Collect every line in the items below that contains the word "sticker".

==== Dataset rows

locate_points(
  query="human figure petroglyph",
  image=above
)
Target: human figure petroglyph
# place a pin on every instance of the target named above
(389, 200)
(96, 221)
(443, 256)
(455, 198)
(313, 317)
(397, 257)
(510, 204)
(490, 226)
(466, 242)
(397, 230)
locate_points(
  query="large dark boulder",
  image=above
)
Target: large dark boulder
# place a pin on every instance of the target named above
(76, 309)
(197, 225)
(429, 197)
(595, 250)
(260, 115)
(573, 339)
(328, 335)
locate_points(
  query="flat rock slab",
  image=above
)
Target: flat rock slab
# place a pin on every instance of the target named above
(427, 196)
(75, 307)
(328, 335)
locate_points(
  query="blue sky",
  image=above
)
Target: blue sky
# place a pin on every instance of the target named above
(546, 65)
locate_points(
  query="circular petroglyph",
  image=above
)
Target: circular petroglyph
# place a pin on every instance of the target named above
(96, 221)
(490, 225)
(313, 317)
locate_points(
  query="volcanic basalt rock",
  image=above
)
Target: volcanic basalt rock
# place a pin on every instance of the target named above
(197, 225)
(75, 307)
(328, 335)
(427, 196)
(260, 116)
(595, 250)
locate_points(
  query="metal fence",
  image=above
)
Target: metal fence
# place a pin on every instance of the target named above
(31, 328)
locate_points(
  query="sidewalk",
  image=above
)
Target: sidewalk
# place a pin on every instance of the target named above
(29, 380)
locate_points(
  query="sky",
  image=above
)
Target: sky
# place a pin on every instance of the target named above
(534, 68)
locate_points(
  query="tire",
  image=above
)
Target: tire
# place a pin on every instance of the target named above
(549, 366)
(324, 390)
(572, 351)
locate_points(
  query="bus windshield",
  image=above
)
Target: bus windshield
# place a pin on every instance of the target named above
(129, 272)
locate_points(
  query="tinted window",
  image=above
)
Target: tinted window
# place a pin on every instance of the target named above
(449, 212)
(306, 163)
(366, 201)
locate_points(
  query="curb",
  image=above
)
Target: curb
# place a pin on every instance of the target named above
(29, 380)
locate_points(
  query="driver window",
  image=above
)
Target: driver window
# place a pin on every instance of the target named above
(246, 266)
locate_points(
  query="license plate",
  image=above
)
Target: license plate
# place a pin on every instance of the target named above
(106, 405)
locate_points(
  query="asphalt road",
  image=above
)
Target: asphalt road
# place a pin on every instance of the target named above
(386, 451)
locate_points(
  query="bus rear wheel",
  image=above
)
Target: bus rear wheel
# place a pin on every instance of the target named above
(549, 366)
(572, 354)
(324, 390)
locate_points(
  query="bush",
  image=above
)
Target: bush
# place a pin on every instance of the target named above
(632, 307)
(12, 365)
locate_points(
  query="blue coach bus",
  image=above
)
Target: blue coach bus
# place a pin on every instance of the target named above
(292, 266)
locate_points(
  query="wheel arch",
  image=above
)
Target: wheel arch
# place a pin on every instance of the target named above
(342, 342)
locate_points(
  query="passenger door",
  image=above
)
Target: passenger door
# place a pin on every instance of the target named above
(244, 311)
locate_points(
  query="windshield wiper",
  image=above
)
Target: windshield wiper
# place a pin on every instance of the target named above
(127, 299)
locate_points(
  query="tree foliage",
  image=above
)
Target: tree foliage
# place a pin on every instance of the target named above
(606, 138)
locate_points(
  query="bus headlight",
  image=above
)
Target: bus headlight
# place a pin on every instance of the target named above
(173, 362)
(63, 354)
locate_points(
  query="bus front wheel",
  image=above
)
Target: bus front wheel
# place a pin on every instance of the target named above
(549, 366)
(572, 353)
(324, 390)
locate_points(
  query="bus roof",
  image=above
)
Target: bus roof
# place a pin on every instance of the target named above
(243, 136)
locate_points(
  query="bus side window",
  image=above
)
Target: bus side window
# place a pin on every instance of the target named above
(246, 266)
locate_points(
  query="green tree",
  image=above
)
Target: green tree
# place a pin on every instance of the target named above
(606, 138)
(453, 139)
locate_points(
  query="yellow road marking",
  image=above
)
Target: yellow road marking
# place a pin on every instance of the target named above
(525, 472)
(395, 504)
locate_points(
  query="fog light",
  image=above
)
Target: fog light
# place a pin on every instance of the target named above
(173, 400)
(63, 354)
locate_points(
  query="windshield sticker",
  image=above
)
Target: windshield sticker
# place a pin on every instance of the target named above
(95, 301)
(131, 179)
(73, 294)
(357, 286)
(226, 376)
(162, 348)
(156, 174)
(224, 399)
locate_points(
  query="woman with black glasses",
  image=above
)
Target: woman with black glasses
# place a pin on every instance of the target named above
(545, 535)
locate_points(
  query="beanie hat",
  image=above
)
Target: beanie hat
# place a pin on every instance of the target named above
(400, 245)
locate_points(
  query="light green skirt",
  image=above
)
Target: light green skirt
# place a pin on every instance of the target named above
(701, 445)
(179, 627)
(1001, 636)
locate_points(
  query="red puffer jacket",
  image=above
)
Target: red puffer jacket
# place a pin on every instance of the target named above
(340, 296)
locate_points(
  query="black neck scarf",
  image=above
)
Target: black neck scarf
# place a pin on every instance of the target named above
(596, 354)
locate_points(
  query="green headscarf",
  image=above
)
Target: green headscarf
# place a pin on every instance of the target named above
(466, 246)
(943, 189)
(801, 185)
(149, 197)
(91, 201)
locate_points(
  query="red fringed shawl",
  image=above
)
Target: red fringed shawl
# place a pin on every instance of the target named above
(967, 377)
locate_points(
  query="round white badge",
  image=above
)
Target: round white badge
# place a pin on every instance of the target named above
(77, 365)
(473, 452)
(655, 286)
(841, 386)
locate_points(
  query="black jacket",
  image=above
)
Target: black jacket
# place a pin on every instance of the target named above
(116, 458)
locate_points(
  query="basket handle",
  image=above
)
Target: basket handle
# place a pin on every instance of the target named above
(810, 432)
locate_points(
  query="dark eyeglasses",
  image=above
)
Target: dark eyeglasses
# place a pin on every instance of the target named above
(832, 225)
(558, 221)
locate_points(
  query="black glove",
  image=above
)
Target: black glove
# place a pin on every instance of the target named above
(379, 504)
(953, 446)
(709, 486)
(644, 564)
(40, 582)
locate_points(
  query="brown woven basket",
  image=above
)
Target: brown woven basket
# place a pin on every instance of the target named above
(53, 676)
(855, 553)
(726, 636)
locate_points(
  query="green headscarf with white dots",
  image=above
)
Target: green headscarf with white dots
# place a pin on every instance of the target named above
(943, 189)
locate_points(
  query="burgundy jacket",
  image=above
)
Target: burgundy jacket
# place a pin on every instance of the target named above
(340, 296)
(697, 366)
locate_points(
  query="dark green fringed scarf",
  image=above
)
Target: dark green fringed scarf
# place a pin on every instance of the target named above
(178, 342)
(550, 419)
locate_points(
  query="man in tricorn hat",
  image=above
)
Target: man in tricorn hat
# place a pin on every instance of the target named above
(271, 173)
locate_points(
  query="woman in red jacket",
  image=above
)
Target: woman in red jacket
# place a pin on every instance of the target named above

========

▸ Exercise solution:
  query="windshield sticker",
Target: windshield sticker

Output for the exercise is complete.